** Work to do **
Output the lines that follow exactly as they are.

[Dataset records]
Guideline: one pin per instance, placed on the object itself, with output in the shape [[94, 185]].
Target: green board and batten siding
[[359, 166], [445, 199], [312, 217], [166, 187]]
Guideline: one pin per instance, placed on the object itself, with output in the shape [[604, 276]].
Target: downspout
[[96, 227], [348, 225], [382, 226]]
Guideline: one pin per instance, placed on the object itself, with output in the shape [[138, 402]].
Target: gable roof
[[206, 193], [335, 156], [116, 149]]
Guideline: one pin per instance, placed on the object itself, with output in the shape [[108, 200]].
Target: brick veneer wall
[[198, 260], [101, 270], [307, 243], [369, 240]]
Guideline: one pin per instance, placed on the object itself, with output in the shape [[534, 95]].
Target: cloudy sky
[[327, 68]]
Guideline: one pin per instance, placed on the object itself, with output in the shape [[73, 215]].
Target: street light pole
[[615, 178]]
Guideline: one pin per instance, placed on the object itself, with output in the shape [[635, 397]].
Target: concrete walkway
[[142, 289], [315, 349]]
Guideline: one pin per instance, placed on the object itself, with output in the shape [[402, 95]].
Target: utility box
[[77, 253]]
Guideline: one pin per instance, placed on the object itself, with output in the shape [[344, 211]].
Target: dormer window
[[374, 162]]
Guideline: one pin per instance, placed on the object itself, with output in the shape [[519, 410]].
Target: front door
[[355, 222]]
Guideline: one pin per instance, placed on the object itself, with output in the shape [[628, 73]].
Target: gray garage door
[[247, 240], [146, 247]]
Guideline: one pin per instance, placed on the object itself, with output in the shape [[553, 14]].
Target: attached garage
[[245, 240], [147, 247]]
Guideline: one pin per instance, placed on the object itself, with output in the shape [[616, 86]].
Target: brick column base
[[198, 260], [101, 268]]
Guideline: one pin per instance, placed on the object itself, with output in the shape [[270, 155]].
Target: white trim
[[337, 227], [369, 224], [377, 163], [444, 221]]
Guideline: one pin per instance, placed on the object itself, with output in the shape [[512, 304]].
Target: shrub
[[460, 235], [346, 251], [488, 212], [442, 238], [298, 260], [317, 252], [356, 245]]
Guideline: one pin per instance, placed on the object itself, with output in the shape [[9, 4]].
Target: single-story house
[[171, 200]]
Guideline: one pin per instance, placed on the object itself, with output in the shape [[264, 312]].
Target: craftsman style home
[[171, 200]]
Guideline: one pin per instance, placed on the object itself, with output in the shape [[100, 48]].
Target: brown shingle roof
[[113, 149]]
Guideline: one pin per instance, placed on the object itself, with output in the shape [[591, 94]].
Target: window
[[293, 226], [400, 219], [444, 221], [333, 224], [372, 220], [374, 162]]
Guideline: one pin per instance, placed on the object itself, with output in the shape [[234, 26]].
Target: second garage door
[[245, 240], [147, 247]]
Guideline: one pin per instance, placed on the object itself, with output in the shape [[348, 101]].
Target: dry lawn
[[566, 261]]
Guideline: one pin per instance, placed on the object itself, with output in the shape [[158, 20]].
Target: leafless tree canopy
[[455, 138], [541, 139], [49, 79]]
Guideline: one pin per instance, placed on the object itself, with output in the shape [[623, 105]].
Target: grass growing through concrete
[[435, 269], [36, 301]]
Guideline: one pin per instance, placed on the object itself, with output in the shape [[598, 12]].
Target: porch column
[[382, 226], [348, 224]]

** Task output **
Guideline: one pin per instance, placed on the object itself, with output in the shape [[94, 185]].
Target: green board and batten siding
[[359, 166], [445, 199], [312, 217], [166, 187]]
Guideline: one pin per instance, placed on the object itself, with output in the shape [[604, 276]].
Target: downspout
[[96, 227], [348, 225], [382, 226]]
Guideline: one pin per instance, placed on the object itself, with output in the shape [[138, 402]].
Target: gable roof
[[206, 193], [335, 156], [116, 149]]
Guideline: one pin per instance, placed on the object itself, with output in the shape [[108, 200]].
Target: brick veneer wall
[[198, 260], [101, 270], [307, 243], [369, 240]]
Guideline: one pin per instance, placed on the object itself, with output in the shape [[534, 95]].
Target: cloudy sky
[[327, 68]]
Guideline: one pin per instance, placed on the object itself, with output in the shape [[73, 215]].
Target: street light pole
[[615, 178]]
Guideline: one pin per instance, placed on the object itself, with output in the shape [[635, 397]].
Target: concrete walkway
[[142, 289], [315, 349]]
Guideline: one pin per instance, placed on the object itself, with output in the shape [[402, 95]].
Target: utility box
[[77, 253]]
Guideline: one pin per instance, placed on the object itself, with output in the shape [[344, 211]].
Target: dormer window
[[374, 162]]
Guideline: one pin per instance, placed on the object itself, with output in the shape [[519, 410]].
Target: front door
[[355, 222]]
Guideline: one pin per instance, placed on the object itself, with output in the shape [[628, 73]].
Target: gray garage door
[[247, 240], [146, 247]]
Guideline: one pin per instance, placed on the object itself, with output in the shape [[553, 14]].
Target: attached garage
[[245, 240], [147, 247]]
Guideline: one pin per instance, placed on the object itself, with output in the shape [[616, 86]].
Target: brick column base
[[198, 260], [101, 268]]
Guideline: one pin per instance, placed on the object itself, with output in the shape [[270, 155]].
Target: white trim
[[337, 227], [369, 224], [377, 163], [444, 221]]
Guideline: one pin per instance, placed on the object itself, with output in the shape [[512, 304]].
Target: shrub
[[460, 235], [346, 251], [488, 212], [442, 238], [298, 260], [317, 252], [356, 245]]
Guideline: one pin per instance, placed on the object itself, with output in the shape [[9, 4]].
Target: single-story house
[[171, 200]]
Guideline: one pin per instance, placed on the object itself, with output in the shape [[264, 312]].
Target: craftsman style home
[[171, 200]]
Guideline: one pin per instance, placed on the object itself, with output in the shape [[100, 48]].
Target: brown shingle roof
[[113, 149]]
Guideline: one pin per instance, placed on the object itself, with output in the shape [[591, 94]].
Target: window
[[293, 226], [400, 219], [444, 221], [333, 224], [372, 220], [374, 162]]
Guideline: one pin per instance, placed on the object itself, with output in the shape [[234, 26]].
Target: second garage door
[[245, 240], [147, 247]]
Guideline: one pin per instance, placed on the object itself, with output in the shape [[348, 101]].
Target: dry lawn
[[566, 261]]
Guideline: one pin per instance, placed on the object itself, with output in the shape [[158, 20]].
Target: leafless tree canopy
[[455, 138], [541, 139], [49, 79]]
Guideline: one pin per instance, placed on the object itself, with output in the shape [[623, 105]].
Target: grass growing through concrete
[[435, 269], [36, 301]]
Guideline: one pin per instance, placed on the object itself, with output in the shape [[598, 12]].
Target: porch column
[[382, 226], [348, 224]]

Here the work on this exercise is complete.